Tasks to complete —
1. According to the article on the bioterrorism bill, how much would states receive in grants for hospitals, clinics, health centers and primary-care providers?
2. Duplicate the part of the bioterrorism bill article starting at "Before leaving Washington" and ending at "least $5 million.".
3. Pick up the article on the bioterrorism bill after its last sentence and continue writing it.

━━━━━ Provided text ━━━━━

Before leaving Washington for the Memorial Day recess, Congress sent to the White House a sweeping $4.6 billion bioterrorism bill that would provide funding for hospitals and medical centers in cases of disaster.
The bill provided more substantial funding for hospitals than had earlier versions. States would receive $520 million in grants for hospitals, clinics, health centers and primary-care providers to increase emergency preparedness. An additional $1.1 billion for education and healthcare training would be divided among the states, with each getting at least $5 million.
Roslyne Schuman, a senior policy director at the American Hospital Association, called the bill a step in the right direction. "Any way funding can get to hospitals to support the community is great for us," she said. "It's a continued investment in community readiness."
Under the bill, the HHS secretary would have authority to issue emergency waivers of federal law and regulations, including those pertaining to the transfer of patients and state medical licensing. However, the bill does not allow for a waiver for the Health Insurance Portability and Accountability Act of 1996, a provision provider groups had wanted.

━━━━━ Material supplied ━━━━━

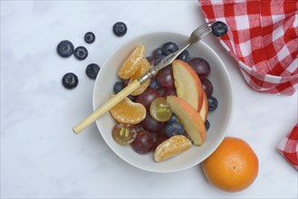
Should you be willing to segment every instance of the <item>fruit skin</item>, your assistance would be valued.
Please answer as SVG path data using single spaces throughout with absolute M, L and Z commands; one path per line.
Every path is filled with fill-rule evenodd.
M 207 94 L 204 92 L 204 96 L 203 96 L 203 104 L 202 104 L 202 108 L 199 110 L 199 115 L 201 116 L 203 121 L 205 122 L 207 116 L 208 116 L 208 100 L 207 98 Z
M 113 33 L 116 36 L 123 36 L 128 31 L 127 25 L 123 22 L 117 22 L 113 25 Z
M 168 137 L 172 137 L 176 135 L 183 135 L 184 128 L 183 126 L 178 121 L 166 122 L 165 132 Z
M 87 43 L 92 43 L 95 41 L 95 34 L 92 32 L 85 33 L 84 40 Z
M 210 128 L 210 122 L 208 121 L 208 119 L 206 119 L 205 121 L 205 128 L 207 131 Z
M 211 29 L 214 35 L 220 37 L 226 33 L 228 27 L 225 23 L 217 21 L 211 25 Z
M 150 63 L 148 62 L 146 58 L 141 59 L 137 63 L 138 70 L 130 78 L 129 84 L 131 83 L 133 81 L 140 78 L 142 75 L 144 75 L 148 70 L 150 68 Z M 137 96 L 141 93 L 143 93 L 146 89 L 150 84 L 150 80 L 146 81 L 143 84 L 141 84 L 137 90 L 133 90 L 130 95 Z
M 57 45 L 57 53 L 61 57 L 70 57 L 73 53 L 73 44 L 68 40 L 60 42 Z
M 199 113 L 188 102 L 176 96 L 168 96 L 167 101 L 194 144 L 202 145 L 206 139 L 206 128 Z
M 178 60 L 182 60 L 183 62 L 189 62 L 189 52 L 187 50 L 184 50 L 178 56 Z
M 159 97 L 159 92 L 151 88 L 147 88 L 147 90 L 137 96 L 137 102 L 143 104 L 147 109 L 149 109 L 151 102 Z
M 172 42 L 168 42 L 168 43 L 166 43 L 162 45 L 161 47 L 161 52 L 162 52 L 162 54 L 167 56 L 176 51 L 178 50 L 178 45 L 175 43 L 172 43 Z
M 215 98 L 214 96 L 210 96 L 208 98 L 208 110 L 209 111 L 214 111 L 215 109 L 216 109 L 218 107 L 218 100 L 216 98 Z
M 101 68 L 99 65 L 96 63 L 91 63 L 86 68 L 86 74 L 90 79 L 95 80 Z
M 201 82 L 202 82 L 203 90 L 204 90 L 205 93 L 207 94 L 207 98 L 210 97 L 213 93 L 212 82 L 207 78 L 202 80 Z
M 160 162 L 178 155 L 191 147 L 191 142 L 185 136 L 178 135 L 166 139 L 154 151 L 154 160 Z
M 88 50 L 83 46 L 74 49 L 73 55 L 78 60 L 84 60 L 88 57 Z
M 72 72 L 68 72 L 64 74 L 64 76 L 62 77 L 62 85 L 66 89 L 69 90 L 73 89 L 78 85 L 78 83 L 79 83 L 78 77 Z
M 111 96 L 112 97 L 112 96 Z M 110 109 L 112 118 L 122 124 L 139 124 L 146 118 L 146 109 L 142 104 L 135 103 L 125 98 Z
M 226 137 L 202 163 L 207 181 L 216 187 L 237 192 L 247 188 L 258 175 L 258 158 L 243 139 Z
M 199 111 L 203 104 L 204 90 L 196 71 L 180 60 L 175 60 L 172 68 L 177 96 Z
M 140 130 L 137 133 L 137 137 L 130 146 L 138 154 L 146 154 L 152 149 L 154 138 L 147 130 Z

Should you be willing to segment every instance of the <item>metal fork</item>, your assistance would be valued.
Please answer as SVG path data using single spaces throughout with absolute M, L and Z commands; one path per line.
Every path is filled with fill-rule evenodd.
M 91 115 L 89 115 L 85 119 L 81 121 L 72 128 L 73 132 L 76 134 L 81 133 L 89 125 L 98 119 L 101 115 L 116 106 L 123 99 L 129 96 L 133 90 L 137 90 L 141 84 L 154 77 L 160 69 L 170 64 L 184 50 L 210 33 L 212 32 L 210 28 L 211 24 L 212 23 L 205 24 L 193 31 L 187 45 L 185 45 L 183 48 L 180 48 L 178 51 L 166 56 L 158 65 L 150 68 L 143 76 L 138 80 L 133 81 L 117 95 L 96 109 Z

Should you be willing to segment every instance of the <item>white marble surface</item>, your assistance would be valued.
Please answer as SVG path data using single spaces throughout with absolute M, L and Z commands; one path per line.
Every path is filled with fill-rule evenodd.
M 123 21 L 128 33 L 115 37 Z M 297 171 L 276 152 L 297 122 L 297 92 L 290 97 L 252 90 L 217 41 L 206 38 L 226 63 L 235 90 L 227 136 L 246 140 L 258 156 L 255 183 L 239 193 L 210 185 L 199 167 L 170 174 L 139 170 L 119 158 L 93 124 L 76 136 L 72 127 L 91 111 L 94 81 L 84 74 L 121 43 L 151 31 L 188 34 L 203 23 L 197 0 L 1 1 L 2 198 L 297 198 Z M 87 45 L 83 34 L 97 38 Z M 63 40 L 85 45 L 82 62 L 61 59 Z M 73 71 L 79 86 L 66 90 L 62 76 Z

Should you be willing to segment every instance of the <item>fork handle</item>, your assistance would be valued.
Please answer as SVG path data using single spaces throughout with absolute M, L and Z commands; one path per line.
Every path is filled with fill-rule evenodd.
M 82 120 L 79 124 L 77 124 L 73 128 L 73 132 L 75 134 L 81 133 L 83 129 L 85 129 L 89 125 L 94 122 L 98 118 L 102 116 L 105 112 L 110 110 L 111 108 L 116 106 L 119 102 L 123 100 L 127 96 L 129 96 L 133 90 L 138 89 L 140 86 L 140 83 L 138 80 L 133 81 L 127 87 L 125 87 L 121 91 L 117 93 L 114 97 L 110 99 L 108 101 L 103 103 L 98 109 L 96 109 L 91 114 L 90 114 L 86 118 Z

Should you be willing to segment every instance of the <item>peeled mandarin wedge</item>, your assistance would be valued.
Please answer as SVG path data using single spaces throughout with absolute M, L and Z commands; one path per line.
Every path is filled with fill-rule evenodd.
M 146 58 L 141 59 L 137 64 L 138 70 L 137 71 L 130 77 L 130 82 L 132 82 L 133 81 L 137 80 L 138 78 L 140 78 L 143 74 L 145 74 L 148 70 L 150 68 L 150 63 L 148 62 Z M 145 81 L 140 87 L 139 87 L 137 90 L 135 90 L 130 94 L 133 96 L 139 95 L 145 91 L 147 87 L 149 85 L 150 80 L 148 80 Z
M 163 141 L 154 151 L 154 160 L 160 162 L 187 151 L 191 147 L 191 141 L 183 135 L 173 136 Z
M 145 56 L 145 45 L 138 45 L 118 71 L 123 80 L 130 78 L 138 70 L 138 62 Z
M 139 124 L 146 117 L 146 108 L 125 98 L 110 109 L 113 118 L 122 124 Z

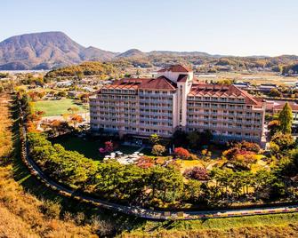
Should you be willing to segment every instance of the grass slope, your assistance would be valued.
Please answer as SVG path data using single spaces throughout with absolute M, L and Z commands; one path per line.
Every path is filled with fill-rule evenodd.
M 41 100 L 32 102 L 33 110 L 45 112 L 44 116 L 60 115 L 63 114 L 67 114 L 68 108 L 73 107 L 78 108 L 78 113 L 83 113 L 85 111 L 81 105 L 76 104 L 76 100 L 68 99 L 60 100 Z
M 121 237 L 297 237 L 298 214 L 189 221 L 148 221 Z

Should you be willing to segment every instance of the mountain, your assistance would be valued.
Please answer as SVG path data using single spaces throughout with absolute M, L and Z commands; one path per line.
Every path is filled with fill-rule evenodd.
M 148 53 L 151 56 L 196 56 L 196 57 L 213 57 L 213 55 L 200 52 L 169 52 L 153 51 Z
M 115 55 L 85 48 L 62 32 L 26 34 L 0 43 L 0 69 L 49 69 L 85 60 L 109 60 Z
M 138 49 L 131 49 L 123 53 L 117 55 L 117 58 L 141 58 L 146 57 L 147 54 Z
M 271 67 L 298 64 L 298 56 L 278 57 L 212 55 L 201 52 L 152 51 L 130 49 L 112 52 L 93 46 L 84 47 L 62 32 L 42 32 L 10 37 L 0 43 L 0 70 L 52 69 L 83 61 L 126 61 L 136 67 L 166 67 L 171 64 L 231 65 L 233 67 Z M 219 64 L 219 61 L 220 64 Z

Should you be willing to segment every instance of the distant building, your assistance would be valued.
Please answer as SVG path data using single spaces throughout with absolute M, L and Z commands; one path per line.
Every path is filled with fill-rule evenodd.
M 265 107 L 262 99 L 230 85 L 198 83 L 181 65 L 154 78 L 124 78 L 90 98 L 91 129 L 170 138 L 177 130 L 209 130 L 215 140 L 261 143 Z
M 59 88 L 70 87 L 72 85 L 71 80 L 60 81 L 56 83 L 56 86 Z
M 277 88 L 278 88 L 278 85 L 273 84 L 273 83 L 262 83 L 260 86 L 258 86 L 259 91 L 265 91 L 265 92 L 269 92 L 272 89 L 277 89 Z
M 293 125 L 298 127 L 298 104 L 292 101 L 287 101 L 292 108 L 293 113 Z M 265 100 L 266 113 L 269 115 L 278 114 L 284 107 L 286 101 L 279 100 Z
M 243 82 L 235 83 L 233 83 L 233 85 L 239 88 L 239 89 L 243 89 L 243 90 L 248 90 L 249 87 L 250 87 L 249 83 L 243 83 Z

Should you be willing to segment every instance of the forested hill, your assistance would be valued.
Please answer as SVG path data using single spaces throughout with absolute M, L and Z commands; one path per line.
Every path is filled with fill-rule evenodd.
M 43 32 L 10 37 L 0 43 L 0 70 L 52 69 L 80 64 L 84 61 L 113 61 L 133 67 L 165 67 L 184 64 L 205 67 L 206 71 L 221 70 L 273 70 L 285 74 L 295 71 L 298 56 L 235 57 L 211 55 L 201 52 L 152 51 L 143 52 L 131 49 L 112 52 L 95 47 L 84 47 L 62 32 Z M 122 64 L 121 63 L 121 64 Z M 292 68 L 294 67 L 294 68 Z M 291 71 L 292 69 L 292 71 Z

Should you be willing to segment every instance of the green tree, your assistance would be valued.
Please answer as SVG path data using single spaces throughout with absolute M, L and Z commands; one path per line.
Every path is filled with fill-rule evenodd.
M 162 145 L 154 145 L 151 153 L 155 155 L 160 156 L 165 152 L 165 147 Z
M 282 98 L 283 94 L 278 89 L 271 89 L 269 92 L 269 95 L 271 97 Z
M 285 134 L 290 134 L 292 131 L 293 114 L 291 106 L 287 102 L 280 111 L 278 120 L 280 123 L 280 131 Z
M 158 144 L 160 139 L 159 139 L 159 136 L 155 133 L 155 134 L 150 135 L 149 140 L 152 145 L 157 145 Z
M 197 148 L 198 144 L 199 144 L 199 134 L 197 131 L 191 131 L 190 133 L 188 134 L 187 139 L 189 142 L 189 147 L 191 148 Z

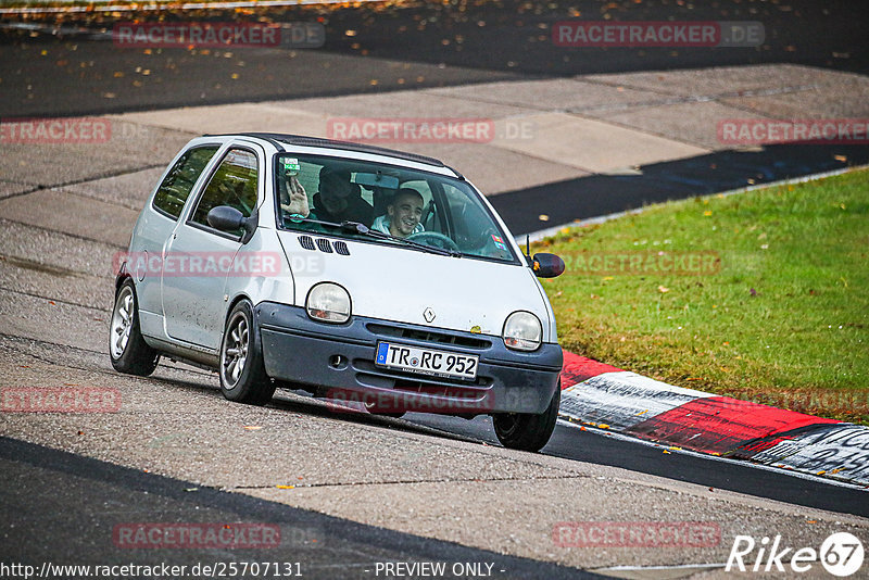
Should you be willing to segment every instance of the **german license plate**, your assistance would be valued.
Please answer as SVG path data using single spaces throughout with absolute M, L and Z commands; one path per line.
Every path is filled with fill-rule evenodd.
M 477 378 L 479 357 L 470 354 L 418 349 L 392 342 L 377 343 L 375 364 L 407 373 L 455 377 L 474 380 Z

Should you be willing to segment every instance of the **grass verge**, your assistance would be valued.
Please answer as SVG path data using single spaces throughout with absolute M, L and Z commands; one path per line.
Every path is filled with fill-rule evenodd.
M 673 384 L 869 425 L 869 171 L 562 230 L 562 345 Z

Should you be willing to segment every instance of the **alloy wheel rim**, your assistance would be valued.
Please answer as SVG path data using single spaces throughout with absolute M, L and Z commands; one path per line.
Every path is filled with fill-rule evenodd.
M 133 330 L 135 303 L 133 300 L 133 289 L 125 286 L 115 301 L 115 310 L 112 314 L 112 331 L 110 335 L 110 346 L 112 357 L 117 360 L 127 350 L 129 335 Z
M 228 390 L 232 390 L 238 384 L 244 365 L 248 362 L 248 345 L 250 342 L 250 328 L 247 317 L 239 313 L 230 321 L 226 337 L 225 346 L 221 361 L 221 369 L 224 384 Z

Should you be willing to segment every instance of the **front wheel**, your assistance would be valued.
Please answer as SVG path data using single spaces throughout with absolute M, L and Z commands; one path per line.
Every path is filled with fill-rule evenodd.
M 263 365 L 260 333 L 253 325 L 253 307 L 242 300 L 229 313 L 221 342 L 221 392 L 229 401 L 265 405 L 275 394 Z
M 109 332 L 109 355 L 115 370 L 140 377 L 154 371 L 160 355 L 142 338 L 136 287 L 129 278 L 117 290 Z
M 532 453 L 540 451 L 555 430 L 561 402 L 562 386 L 559 383 L 555 394 L 552 395 L 550 406 L 540 415 L 526 413 L 492 415 L 492 425 L 495 428 L 498 440 L 505 447 Z

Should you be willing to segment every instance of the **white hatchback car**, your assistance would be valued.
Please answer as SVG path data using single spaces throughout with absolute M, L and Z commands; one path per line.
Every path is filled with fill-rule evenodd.
M 371 413 L 491 415 L 508 447 L 554 429 L 562 349 L 492 206 L 438 160 L 272 134 L 203 136 L 168 165 L 119 261 L 110 352 L 216 369 L 231 400 L 276 387 Z

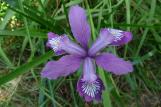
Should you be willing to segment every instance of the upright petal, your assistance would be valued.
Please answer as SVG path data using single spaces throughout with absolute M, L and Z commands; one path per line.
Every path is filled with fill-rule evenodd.
M 80 66 L 81 60 L 74 55 L 63 56 L 58 61 L 49 61 L 41 72 L 41 76 L 48 79 L 57 79 L 74 73 Z
M 48 33 L 47 46 L 51 47 L 56 55 L 61 55 L 65 52 L 72 55 L 86 55 L 86 51 L 76 43 L 70 41 L 66 35 L 58 36 L 52 32 Z
M 92 59 L 86 58 L 83 64 L 83 76 L 77 83 L 77 91 L 87 102 L 101 100 L 104 85 L 102 80 L 96 75 L 95 65 Z
M 96 55 L 101 49 L 105 48 L 107 45 L 113 42 L 113 36 L 108 32 L 107 29 L 101 29 L 98 39 L 89 49 L 88 54 L 90 56 Z
M 132 34 L 128 31 L 122 31 L 112 28 L 107 28 L 108 32 L 114 36 L 114 40 L 111 45 L 123 45 L 132 40 Z
M 91 32 L 85 10 L 78 5 L 72 6 L 69 11 L 69 22 L 74 37 L 84 48 L 87 48 Z
M 131 62 L 124 61 L 111 53 L 103 53 L 96 57 L 96 63 L 106 71 L 116 75 L 127 74 L 133 71 Z

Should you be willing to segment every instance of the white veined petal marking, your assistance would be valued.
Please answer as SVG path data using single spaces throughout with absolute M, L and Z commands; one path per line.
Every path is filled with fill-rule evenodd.
M 99 81 L 94 81 L 92 83 L 85 81 L 81 86 L 82 91 L 88 96 L 94 98 L 95 95 L 100 91 L 101 86 Z
M 61 49 L 61 39 L 62 37 L 54 37 L 49 40 L 49 44 L 54 51 L 58 51 Z
M 123 31 L 121 30 L 116 30 L 116 29 L 108 29 L 108 30 L 115 37 L 114 38 L 115 42 L 121 40 L 122 37 L 124 37 L 124 35 L 122 34 Z

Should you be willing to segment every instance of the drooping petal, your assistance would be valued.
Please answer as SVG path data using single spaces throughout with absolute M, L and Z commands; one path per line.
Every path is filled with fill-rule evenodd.
M 111 53 L 102 53 L 95 60 L 98 66 L 116 75 L 123 75 L 133 71 L 131 62 L 124 61 Z
M 63 56 L 58 61 L 49 61 L 41 72 L 41 76 L 48 79 L 57 79 L 74 73 L 81 64 L 81 58 L 75 55 Z
M 83 63 L 83 76 L 77 83 L 77 91 L 85 100 L 101 100 L 104 85 L 101 79 L 96 75 L 93 59 L 86 58 Z
M 108 32 L 107 29 L 101 29 L 98 39 L 91 46 L 91 48 L 88 51 L 88 54 L 90 56 L 96 55 L 96 53 L 99 52 L 101 49 L 111 44 L 113 39 L 113 36 Z
M 114 40 L 110 45 L 123 45 L 132 40 L 132 33 L 118 29 L 107 28 L 108 32 L 114 36 Z
M 69 11 L 69 22 L 73 36 L 84 48 L 87 48 L 91 32 L 85 10 L 78 5 L 72 6 Z
M 85 50 L 76 43 L 70 41 L 66 35 L 58 36 L 51 32 L 48 33 L 47 46 L 51 47 L 56 55 L 61 55 L 65 52 L 72 55 L 86 55 Z

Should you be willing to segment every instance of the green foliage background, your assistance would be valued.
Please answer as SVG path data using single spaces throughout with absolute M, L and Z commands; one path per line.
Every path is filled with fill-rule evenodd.
M 160 107 L 161 0 L 0 1 L 0 107 Z M 81 70 L 66 78 L 40 77 L 48 60 L 47 32 L 72 33 L 68 10 L 86 9 L 93 40 L 100 28 L 128 30 L 133 40 L 107 50 L 131 60 L 134 72 L 114 76 L 98 68 L 106 90 L 102 102 L 86 103 L 76 92 Z

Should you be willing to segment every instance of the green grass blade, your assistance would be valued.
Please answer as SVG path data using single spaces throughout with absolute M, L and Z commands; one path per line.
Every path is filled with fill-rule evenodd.
M 0 85 L 18 77 L 19 75 L 21 75 L 25 72 L 29 72 L 31 68 L 36 67 L 36 66 L 44 63 L 46 60 L 48 60 L 52 56 L 53 56 L 53 52 L 49 51 L 48 53 L 40 56 L 39 58 L 32 60 L 31 62 L 28 62 L 26 64 L 19 66 L 18 68 L 16 68 L 15 70 L 10 72 L 9 74 L 1 77 L 0 78 Z

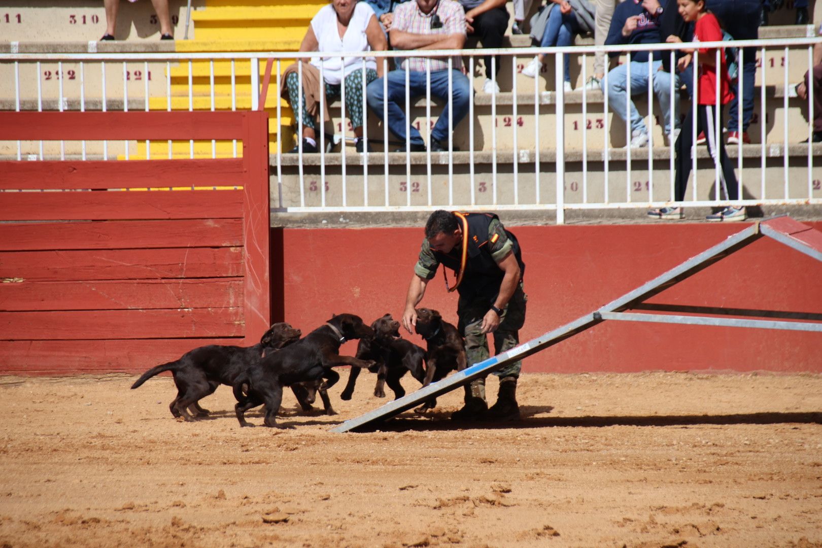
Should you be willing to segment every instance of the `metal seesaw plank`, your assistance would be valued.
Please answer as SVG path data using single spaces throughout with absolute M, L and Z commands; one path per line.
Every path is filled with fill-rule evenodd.
M 776 321 L 774 320 L 746 320 L 743 318 L 713 318 L 705 315 L 672 315 L 667 314 L 635 314 L 632 312 L 598 312 L 603 320 L 622 321 L 649 321 L 660 324 L 687 324 L 719 327 L 752 327 L 760 329 L 786 329 L 788 331 L 817 331 L 822 333 L 822 323 L 804 321 Z

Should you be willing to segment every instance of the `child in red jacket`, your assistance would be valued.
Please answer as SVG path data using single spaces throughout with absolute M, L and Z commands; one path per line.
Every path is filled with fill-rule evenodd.
M 696 21 L 694 27 L 694 42 L 721 42 L 723 39 L 722 28 L 716 16 L 705 8 L 705 0 L 677 0 L 679 13 L 686 22 Z M 670 42 L 681 42 L 677 37 L 668 39 Z M 693 49 L 684 49 L 686 55 L 677 63 L 680 71 L 690 64 L 693 59 Z M 733 173 L 733 164 L 725 154 L 725 144 L 722 136 L 716 139 L 717 123 L 723 127 L 722 106 L 733 99 L 731 92 L 731 79 L 727 76 L 727 67 L 725 62 L 724 51 L 719 53 L 719 97 L 717 104 L 717 65 L 716 48 L 700 48 L 699 51 L 699 82 L 696 85 L 696 133 L 704 132 L 707 140 L 708 151 L 713 159 L 714 163 L 719 163 L 721 168 L 720 182 L 725 190 L 725 196 L 730 200 L 739 199 L 739 188 L 737 177 Z M 685 200 L 685 189 L 690 175 L 691 150 L 693 147 L 693 110 L 689 108 L 688 114 L 682 124 L 682 131 L 677 139 L 677 177 L 675 186 L 675 200 L 681 202 Z M 717 122 L 718 118 L 718 122 Z M 655 219 L 682 219 L 681 207 L 664 207 L 652 210 L 649 216 Z M 718 213 L 708 215 L 709 221 L 742 221 L 745 220 L 744 207 L 728 205 Z

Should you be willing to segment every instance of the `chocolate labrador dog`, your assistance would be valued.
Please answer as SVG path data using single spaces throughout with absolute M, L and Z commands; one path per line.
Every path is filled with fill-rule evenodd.
M 455 370 L 461 371 L 465 369 L 465 339 L 456 327 L 442 319 L 438 311 L 430 308 L 418 308 L 414 329 L 417 334 L 425 339 L 428 347 L 423 387 L 444 379 Z M 422 412 L 436 405 L 436 398 L 432 398 L 414 411 Z
M 328 389 L 339 379 L 332 367 L 373 366 L 373 360 L 339 355 L 339 346 L 346 340 L 373 335 L 374 330 L 358 315 L 340 314 L 293 344 L 262 358 L 234 380 L 234 410 L 240 426 L 252 426 L 246 421 L 245 412 L 265 403 L 266 426 L 278 426 L 277 409 L 283 401 L 284 386 L 325 379 Z M 247 385 L 247 390 L 243 385 Z
M 198 402 L 201 399 L 213 394 L 220 385 L 233 386 L 240 373 L 259 362 L 264 354 L 275 353 L 275 351 L 296 342 L 300 334 L 299 329 L 285 322 L 279 322 L 271 325 L 263 334 L 260 343 L 252 347 L 217 344 L 199 347 L 188 351 L 178 360 L 145 371 L 132 385 L 132 389 L 139 388 L 159 373 L 171 371 L 177 385 L 177 398 L 171 402 L 169 408 L 175 417 L 182 417 L 191 421 L 193 417 L 189 412 L 198 417 L 209 412 L 200 407 Z
M 385 398 L 385 385 L 394 391 L 394 398 L 405 395 L 405 389 L 399 380 L 409 371 L 414 379 L 423 383 L 425 379 L 425 350 L 413 343 L 399 336 L 399 322 L 386 314 L 377 318 L 371 325 L 374 336 L 363 338 L 357 346 L 357 357 L 361 360 L 374 360 L 376 365 L 369 368 L 376 373 L 376 386 L 374 395 Z M 359 367 L 352 367 L 349 373 L 349 382 L 340 394 L 344 400 L 351 399 L 359 376 Z

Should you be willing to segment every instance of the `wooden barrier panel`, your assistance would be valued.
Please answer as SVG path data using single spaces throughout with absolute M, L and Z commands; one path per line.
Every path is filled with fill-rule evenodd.
M 0 113 L 0 139 L 243 147 L 241 159 L 0 163 L 0 373 L 137 371 L 259 342 L 270 322 L 266 128 L 259 112 Z M 218 186 L 237 190 L 208 190 Z M 179 187 L 196 190 L 149 190 Z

━━━━━

Answers provided —
1. $520 million

2.
Before leaving Washington for the Memorial Day recess, Congress sent to the White House a sweeping $4.6 billion bioterrorism bill that would provide funding for hospitals and medical centers in cases of disaster.
The bill provided more substantial funding for hospitals than had earlier versions. States would receive $520 million in grants for hospitals, clinics, health centers and primary-care providers to increase emergency preparedness. An additional $1.1 billion for education and healthcare training would be divided among the states, with each getting at least $5 million.

3.
The provisions would help two problem areas identified last fall, Schuman said. On Sept. 11, physicians attending a conference in New York City were uncertain whether they could treat victims of the terrorist attacks because they did not have licenses to practice in New York. In addition, when patients fearing anthrax contamination visited emergency rooms in the Washington area, they could not be sent to designated centers for nasal swabs because of federal patient-dumping laws, she said.
The bill also would provide funding for providers to receive training certification from medical specialty organizations. It would fund a training curriculum developed by a task force made up of healthcare groups including the AHA and the American College of Emergency Physicians.
Provisions affecting Medicare+Choice plans also were added to the bill. The deadline for plans to report to HHS on Medicare benefits, premiums, cost sharing and supplemental benefits would be changed from July 1 to the second Monday in September for the years 2002, 2003 and 2004. Annual election periods for Medicare enrollees to select a plan also would be delayed.